Annotated coordinate records:
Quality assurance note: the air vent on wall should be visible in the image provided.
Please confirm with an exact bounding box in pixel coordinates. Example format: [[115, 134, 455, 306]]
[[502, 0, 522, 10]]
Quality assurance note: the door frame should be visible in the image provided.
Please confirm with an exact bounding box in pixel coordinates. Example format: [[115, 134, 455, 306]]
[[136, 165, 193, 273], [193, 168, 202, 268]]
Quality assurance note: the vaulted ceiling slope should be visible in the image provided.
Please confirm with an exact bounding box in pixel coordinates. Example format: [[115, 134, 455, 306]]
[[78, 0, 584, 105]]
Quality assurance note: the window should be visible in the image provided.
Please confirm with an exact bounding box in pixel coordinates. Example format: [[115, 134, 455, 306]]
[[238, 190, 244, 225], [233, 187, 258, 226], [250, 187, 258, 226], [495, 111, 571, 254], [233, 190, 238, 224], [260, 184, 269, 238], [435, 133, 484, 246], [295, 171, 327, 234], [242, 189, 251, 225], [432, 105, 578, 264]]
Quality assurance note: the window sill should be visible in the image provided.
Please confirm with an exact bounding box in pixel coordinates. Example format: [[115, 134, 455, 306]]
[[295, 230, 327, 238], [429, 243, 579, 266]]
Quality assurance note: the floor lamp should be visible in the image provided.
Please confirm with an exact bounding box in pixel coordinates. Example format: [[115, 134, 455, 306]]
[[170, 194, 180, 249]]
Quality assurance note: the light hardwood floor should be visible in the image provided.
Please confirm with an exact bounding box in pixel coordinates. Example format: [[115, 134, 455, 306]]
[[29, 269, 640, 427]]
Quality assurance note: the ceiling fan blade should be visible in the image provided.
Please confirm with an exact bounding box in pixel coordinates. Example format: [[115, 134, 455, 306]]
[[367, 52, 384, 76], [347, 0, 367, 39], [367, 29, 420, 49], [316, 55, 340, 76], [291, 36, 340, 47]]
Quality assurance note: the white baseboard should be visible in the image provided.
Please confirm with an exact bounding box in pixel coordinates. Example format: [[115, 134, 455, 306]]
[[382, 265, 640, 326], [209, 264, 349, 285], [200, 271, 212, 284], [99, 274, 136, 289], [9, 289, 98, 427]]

> **GIVEN INSTRUCTION**: Write out every line of the data above, reproducing each one without any change.

> **TASK RESPONSE**:
Quality assurance note: the air vent on wall should be visible in the image provided.
Please confirm with an exact bounding box in pixel coordinates. Example format: [[115, 134, 455, 306]]
[[502, 0, 522, 10]]
Quality assurance note: the door frame should be visible in the image provided.
Please confirm with an exact bounding box in pixel coordinates. Example format: [[115, 134, 455, 306]]
[[136, 165, 193, 273], [193, 168, 202, 268]]
Quality assurance note: the vaulted ceiling slope should be visible in the image provided.
Please confirm with an exact bounding box in pixel coordinates. Example format: [[115, 134, 455, 306]]
[[78, 0, 584, 105]]
Quality assurance note: the window should be visible in the image provided.
Please confirm with an exact bounding box in pixel coordinates. Example format: [[115, 134, 455, 306]]
[[238, 190, 244, 225], [233, 187, 258, 226], [250, 187, 258, 226], [495, 111, 571, 254], [233, 190, 238, 224], [260, 184, 269, 238], [435, 133, 484, 246], [295, 171, 327, 234], [242, 189, 251, 225], [432, 105, 578, 264]]
Quality assurance note: the window sill should be visible in the image provided.
Please confirm with an exact bounding box in pixel coordinates. Example format: [[115, 134, 455, 306]]
[[295, 230, 327, 238], [429, 243, 579, 266]]
Quality assurance note: the floor lamp should be visible in the image provided.
Please confirm with an exact bounding box in pixel coordinates. Example format: [[115, 134, 455, 306]]
[[170, 194, 180, 249]]
Quality assurance note: the light hardwood floor should be visible in the image provided.
Please confirm with an exact bounding box in pixel coordinates. Example format: [[115, 134, 455, 306]]
[[29, 269, 640, 427]]
Quality assurance note: the ceiling fan blade should be visible in the image provided.
Please confirm with an exact bounding box in pixel coordinates. Example format: [[115, 134, 455, 306]]
[[367, 52, 384, 76], [347, 0, 367, 39], [367, 29, 420, 49], [316, 55, 340, 76], [291, 36, 340, 47]]
Quality assurance note: the white baseboard should be visible in the image provided.
Please confirm with an exact bounding box in pixel coordinates. Example format: [[115, 134, 455, 306]]
[[382, 265, 640, 326], [209, 264, 349, 285], [200, 271, 212, 284], [99, 274, 136, 289], [9, 289, 98, 427]]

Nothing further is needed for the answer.